Exercise
Each entry should be written out again exactly, so that nothing is lost.

-- -- --

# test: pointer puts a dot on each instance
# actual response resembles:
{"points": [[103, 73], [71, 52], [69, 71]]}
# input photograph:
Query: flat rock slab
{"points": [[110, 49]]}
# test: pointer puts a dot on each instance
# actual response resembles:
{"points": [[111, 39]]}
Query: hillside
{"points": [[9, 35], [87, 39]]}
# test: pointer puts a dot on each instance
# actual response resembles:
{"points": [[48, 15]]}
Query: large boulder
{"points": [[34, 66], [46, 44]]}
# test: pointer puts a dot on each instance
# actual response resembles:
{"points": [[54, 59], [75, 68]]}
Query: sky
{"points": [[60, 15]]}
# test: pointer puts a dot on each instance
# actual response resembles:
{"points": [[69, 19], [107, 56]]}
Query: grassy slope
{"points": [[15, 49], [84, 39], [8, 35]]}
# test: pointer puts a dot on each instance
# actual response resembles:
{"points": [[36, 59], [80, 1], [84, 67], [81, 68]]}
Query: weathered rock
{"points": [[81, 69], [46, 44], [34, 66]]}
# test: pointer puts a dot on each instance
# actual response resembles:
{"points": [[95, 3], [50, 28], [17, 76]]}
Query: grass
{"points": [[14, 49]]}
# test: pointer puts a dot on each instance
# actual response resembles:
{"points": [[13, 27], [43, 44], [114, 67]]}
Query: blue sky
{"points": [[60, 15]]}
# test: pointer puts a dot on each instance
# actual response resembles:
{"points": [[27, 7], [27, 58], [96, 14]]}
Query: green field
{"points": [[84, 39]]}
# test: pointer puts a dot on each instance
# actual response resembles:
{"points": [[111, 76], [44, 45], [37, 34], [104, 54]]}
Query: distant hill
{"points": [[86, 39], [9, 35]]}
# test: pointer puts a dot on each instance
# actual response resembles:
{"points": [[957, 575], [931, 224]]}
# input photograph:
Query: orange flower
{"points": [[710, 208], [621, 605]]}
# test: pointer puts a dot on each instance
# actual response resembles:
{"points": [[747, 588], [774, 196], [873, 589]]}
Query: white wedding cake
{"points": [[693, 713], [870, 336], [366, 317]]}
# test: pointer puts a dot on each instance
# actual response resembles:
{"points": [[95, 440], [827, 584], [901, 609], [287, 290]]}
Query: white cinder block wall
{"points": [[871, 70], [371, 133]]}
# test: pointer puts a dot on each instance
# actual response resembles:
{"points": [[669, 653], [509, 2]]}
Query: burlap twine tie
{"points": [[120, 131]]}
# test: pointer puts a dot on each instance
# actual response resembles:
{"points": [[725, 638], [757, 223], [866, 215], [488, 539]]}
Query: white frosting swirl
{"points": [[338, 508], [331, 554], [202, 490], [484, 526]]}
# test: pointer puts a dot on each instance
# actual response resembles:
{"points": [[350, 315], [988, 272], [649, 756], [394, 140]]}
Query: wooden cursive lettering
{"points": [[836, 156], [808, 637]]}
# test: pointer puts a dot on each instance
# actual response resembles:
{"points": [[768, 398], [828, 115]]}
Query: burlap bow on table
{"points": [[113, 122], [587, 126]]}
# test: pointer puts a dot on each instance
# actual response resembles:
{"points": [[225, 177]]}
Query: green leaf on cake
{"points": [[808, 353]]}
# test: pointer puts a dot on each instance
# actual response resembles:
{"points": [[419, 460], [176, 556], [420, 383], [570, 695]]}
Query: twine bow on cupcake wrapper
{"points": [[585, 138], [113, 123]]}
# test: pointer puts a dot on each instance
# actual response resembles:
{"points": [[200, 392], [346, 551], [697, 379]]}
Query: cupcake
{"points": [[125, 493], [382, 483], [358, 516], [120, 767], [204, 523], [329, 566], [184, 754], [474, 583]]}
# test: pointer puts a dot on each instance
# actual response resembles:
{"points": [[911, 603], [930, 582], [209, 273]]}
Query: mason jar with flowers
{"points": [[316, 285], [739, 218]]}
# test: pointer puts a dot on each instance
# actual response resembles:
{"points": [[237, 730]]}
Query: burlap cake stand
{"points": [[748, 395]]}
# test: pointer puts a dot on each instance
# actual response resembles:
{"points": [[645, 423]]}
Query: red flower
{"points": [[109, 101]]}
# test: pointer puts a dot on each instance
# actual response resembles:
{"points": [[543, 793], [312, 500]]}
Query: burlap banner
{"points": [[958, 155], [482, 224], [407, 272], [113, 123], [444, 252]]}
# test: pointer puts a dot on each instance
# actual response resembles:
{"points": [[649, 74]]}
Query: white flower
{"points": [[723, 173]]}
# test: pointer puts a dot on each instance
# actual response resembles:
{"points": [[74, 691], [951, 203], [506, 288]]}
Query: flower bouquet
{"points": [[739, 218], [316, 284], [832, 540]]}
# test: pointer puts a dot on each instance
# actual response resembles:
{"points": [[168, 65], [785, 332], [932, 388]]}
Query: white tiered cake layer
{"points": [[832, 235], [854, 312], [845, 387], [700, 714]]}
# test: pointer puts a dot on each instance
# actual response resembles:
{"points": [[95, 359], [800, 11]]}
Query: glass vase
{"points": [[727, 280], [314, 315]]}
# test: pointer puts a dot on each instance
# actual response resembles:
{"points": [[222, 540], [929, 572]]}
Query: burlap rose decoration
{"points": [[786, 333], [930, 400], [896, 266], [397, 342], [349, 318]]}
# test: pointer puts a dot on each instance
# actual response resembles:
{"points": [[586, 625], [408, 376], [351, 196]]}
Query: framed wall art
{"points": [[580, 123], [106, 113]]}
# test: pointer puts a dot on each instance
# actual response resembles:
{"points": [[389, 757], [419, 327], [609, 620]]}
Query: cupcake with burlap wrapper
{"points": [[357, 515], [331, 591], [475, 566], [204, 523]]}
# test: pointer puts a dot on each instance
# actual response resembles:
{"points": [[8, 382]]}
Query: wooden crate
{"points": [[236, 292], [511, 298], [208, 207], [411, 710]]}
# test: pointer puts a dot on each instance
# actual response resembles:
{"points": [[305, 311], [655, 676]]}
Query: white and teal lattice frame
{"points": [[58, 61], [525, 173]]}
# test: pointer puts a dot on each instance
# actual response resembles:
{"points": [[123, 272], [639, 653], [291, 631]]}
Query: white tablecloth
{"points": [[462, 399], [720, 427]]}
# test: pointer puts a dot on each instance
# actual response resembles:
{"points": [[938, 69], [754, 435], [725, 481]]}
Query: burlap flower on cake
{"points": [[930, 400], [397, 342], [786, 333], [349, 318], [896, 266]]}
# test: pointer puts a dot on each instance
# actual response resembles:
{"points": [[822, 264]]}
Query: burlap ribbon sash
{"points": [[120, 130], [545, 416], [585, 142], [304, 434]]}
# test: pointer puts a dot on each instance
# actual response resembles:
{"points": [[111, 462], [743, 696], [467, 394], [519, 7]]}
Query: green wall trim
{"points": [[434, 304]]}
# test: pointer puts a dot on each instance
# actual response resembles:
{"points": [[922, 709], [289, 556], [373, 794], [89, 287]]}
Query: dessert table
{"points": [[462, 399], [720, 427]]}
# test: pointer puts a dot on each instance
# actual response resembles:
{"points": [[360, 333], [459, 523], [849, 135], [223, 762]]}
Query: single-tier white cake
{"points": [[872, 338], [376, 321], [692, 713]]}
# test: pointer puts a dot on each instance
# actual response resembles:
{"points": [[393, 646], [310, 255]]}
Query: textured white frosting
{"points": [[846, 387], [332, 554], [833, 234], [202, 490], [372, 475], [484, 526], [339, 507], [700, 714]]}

-- -- --

Task answer
# test: pointer puts a dot on each instance
# actual response resembles:
{"points": [[103, 73], [71, 52], [69, 71]]}
# input photograph:
Query: flat rock slab
{"points": [[110, 49]]}
# test: pointer puts a dot on each instance
# actual response resembles:
{"points": [[111, 39]]}
Query: hillside
{"points": [[9, 35], [87, 39]]}
# test: pointer puts a dot on each instance
# actual response resembles:
{"points": [[48, 15]]}
Query: large boulder
{"points": [[34, 66], [46, 44]]}
# test: pointer puts a dot on each instance
# actual response resembles:
{"points": [[54, 59], [75, 68]]}
Query: sky
{"points": [[60, 15]]}
# test: pointer puts a dot on each instance
# actual response resembles:
{"points": [[69, 19], [107, 56]]}
Query: grassy slope
{"points": [[15, 49], [84, 39], [8, 35]]}
# test: pointer puts a dot on each instance
# actual response resembles:
{"points": [[36, 59], [80, 1], [84, 67], [81, 68]]}
Query: weathered rock
{"points": [[81, 69], [46, 44], [34, 66]]}
# test: pointer puts a dot on each instance
# actual response resembles:
{"points": [[95, 3], [50, 28], [17, 76]]}
Query: grass
{"points": [[14, 49]]}
# test: pointer puts a dot on each instance
# actual response resembles:
{"points": [[13, 27], [43, 44], [114, 67]]}
Query: blue sky
{"points": [[60, 15]]}
# test: pointer puts a dot on each instance
# actual response resembles:
{"points": [[27, 7], [27, 58], [96, 14]]}
Query: green field
{"points": [[84, 39]]}
# test: pointer puts a dot on each instance
# actual response resembles:
{"points": [[111, 76], [44, 45], [37, 34], [104, 54]]}
Query: distant hill
{"points": [[86, 39], [9, 35]]}
# test: pointer puts a dot on each instance
# actual response resembles:
{"points": [[957, 575], [931, 224]]}
# input photograph:
Query: orange flower
{"points": [[710, 208], [621, 605]]}
# test: pointer puts a dot on each instance
# actual response resembles:
{"points": [[747, 588], [774, 196], [873, 589]]}
Query: white wedding cake
{"points": [[693, 713], [870, 336], [366, 317]]}
# test: pointer puts a dot on each instance
# actual response resembles:
{"points": [[95, 440], [827, 584], [901, 609], [287, 290]]}
Query: white cinder block wall
{"points": [[871, 70], [371, 133]]}
# test: pointer puts a dot on each instance
# actual response resembles:
{"points": [[669, 653], [509, 2]]}
Query: burlap twine tie
{"points": [[120, 131]]}
# test: pointer puts a dot on each instance
# actual response resembles:
{"points": [[725, 638], [757, 223], [866, 215], [488, 539]]}
Query: white frosting swirl
{"points": [[338, 508], [331, 554], [202, 490], [484, 526]]}
# test: pointer puts a dot on each instance
# actual response resembles:
{"points": [[350, 315], [988, 272], [649, 756], [394, 140]]}
Query: wooden cursive lettering
{"points": [[836, 156], [808, 637]]}
# test: pointer puts a dot on each instance
# actual response resembles:
{"points": [[768, 398], [828, 115]]}
Query: burlap bow on table
{"points": [[113, 122], [587, 126]]}
# test: pointer puts a dot on each instance
# actual response resembles:
{"points": [[225, 177]]}
Query: green leaf on cake
{"points": [[808, 353]]}
# test: pointer puts a dot on each instance
# actual response resembles:
{"points": [[419, 460], [176, 556], [420, 383], [570, 695]]}
Query: twine bow on cupcake wrapper
{"points": [[585, 138], [113, 123]]}
# test: pointer puts a dot on each instance
# actual response resembles:
{"points": [[200, 392], [346, 551], [697, 379]]}
Query: cupcake
{"points": [[125, 493], [382, 483], [358, 516], [120, 767], [204, 523], [329, 566], [184, 754], [474, 583]]}
# test: pointer puts a dot on each instance
# actual response resembles:
{"points": [[911, 603], [930, 582], [209, 273]]}
Query: mason jar with flowers
{"points": [[316, 285], [739, 218]]}
# test: pointer puts a dot on each instance
# actual response resembles:
{"points": [[237, 730]]}
Query: burlap cake stand
{"points": [[748, 395]]}
# test: pointer puts a dot on each instance
# actual response resembles:
{"points": [[645, 423]]}
Query: red flower
{"points": [[109, 101]]}
# test: pointer puts a dot on each instance
# actual response resembles:
{"points": [[543, 793], [312, 500]]}
Query: burlap banner
{"points": [[958, 155], [482, 224], [407, 272], [113, 123], [444, 252]]}
# test: pointer puts a dot on each instance
# actual response resembles:
{"points": [[649, 74]]}
Query: white flower
{"points": [[723, 173]]}
# test: pointer puts a dot on each instance
# actual response resembles:
{"points": [[74, 691], [951, 203], [506, 288]]}
Query: flower bouquet
{"points": [[739, 218], [316, 284], [832, 540]]}
# test: pointer puts a dot on each instance
# actual response resembles:
{"points": [[168, 65], [785, 332], [932, 388]]}
Query: white tiered cake layer
{"points": [[832, 235], [854, 312], [845, 387], [700, 714]]}
# test: pointer puts a dot on each instance
# actual response resembles:
{"points": [[95, 359], [800, 11]]}
Query: glass vase
{"points": [[727, 280], [314, 315]]}
# test: pointer puts a dot on each instance
# actual response resembles:
{"points": [[222, 540], [929, 572]]}
Query: burlap rose decoration
{"points": [[786, 333], [930, 400], [896, 266], [397, 342], [349, 318]]}
# test: pointer puts a dot on each instance
# actual response resembles:
{"points": [[586, 625], [408, 376], [351, 196]]}
Query: framed wall art
{"points": [[580, 123], [106, 113]]}
# test: pointer puts a dot on each instance
# actual response resembles:
{"points": [[389, 757], [419, 327], [609, 620]]}
Query: cupcake with burlap wrapper
{"points": [[357, 515], [331, 591], [475, 566], [204, 523]]}
# test: pointer puts a dot on each instance
# actual response resembles:
{"points": [[8, 382]]}
Query: wooden crate
{"points": [[236, 292], [511, 298], [208, 207], [411, 710]]}
# test: pointer puts a dot on each instance
# actual response resembles:
{"points": [[305, 311], [655, 676]]}
Query: white and teal lattice frame
{"points": [[58, 61], [525, 173]]}
# test: pointer puts a dot on each instance
# actual response resembles:
{"points": [[123, 272], [639, 653], [291, 631]]}
Query: white tablecloth
{"points": [[462, 399], [720, 427]]}
# test: pointer puts a dot on each instance
# actual response resembles:
{"points": [[938, 69], [754, 435], [725, 481]]}
Query: burlap flower on cake
{"points": [[930, 400], [397, 342], [786, 333], [349, 318], [896, 266]]}
# test: pointer puts a dot on each instance
# actual response resembles:
{"points": [[822, 264]]}
Query: burlap ribbon sash
{"points": [[120, 130], [545, 416], [585, 142], [304, 434]]}
# test: pointer puts a dot on each instance
# actual response resembles:
{"points": [[111, 462], [743, 696], [467, 394], [519, 7]]}
Query: green wall trim
{"points": [[434, 304]]}
# test: pointer puts a dot on each instance
# actual response resembles:
{"points": [[922, 709], [289, 556], [373, 794], [89, 287]]}
Query: dessert table
{"points": [[462, 399], [720, 427]]}
# test: pointer puts a dot on each instance
# actual response resembles:
{"points": [[360, 333], [459, 523], [849, 135], [223, 762]]}
Query: single-tier white cake
{"points": [[872, 338], [376, 321], [692, 713]]}
# test: pointer puts a dot on each instance
# actual response resembles:
{"points": [[393, 646], [310, 255]]}
Query: textured white frosting
{"points": [[846, 387], [332, 554], [833, 234], [202, 490], [372, 475], [484, 526], [339, 507], [700, 714]]}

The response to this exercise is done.